> [Task prompt]: Set down all the records below, word for word.

===== Dataset records =====

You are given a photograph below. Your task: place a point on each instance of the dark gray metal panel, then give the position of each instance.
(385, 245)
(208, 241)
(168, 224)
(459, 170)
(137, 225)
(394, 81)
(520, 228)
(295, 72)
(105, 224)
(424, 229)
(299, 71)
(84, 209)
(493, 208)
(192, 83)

=====

> [Task solution]:
You are given a photograph below. Your task: place a point on each instance of the dark gray metal panel, then give the position of each instance.
(385, 245)
(208, 241)
(168, 224)
(459, 170)
(137, 225)
(394, 81)
(520, 228)
(295, 72)
(105, 224)
(424, 229)
(299, 71)
(84, 209)
(493, 208)
(192, 83)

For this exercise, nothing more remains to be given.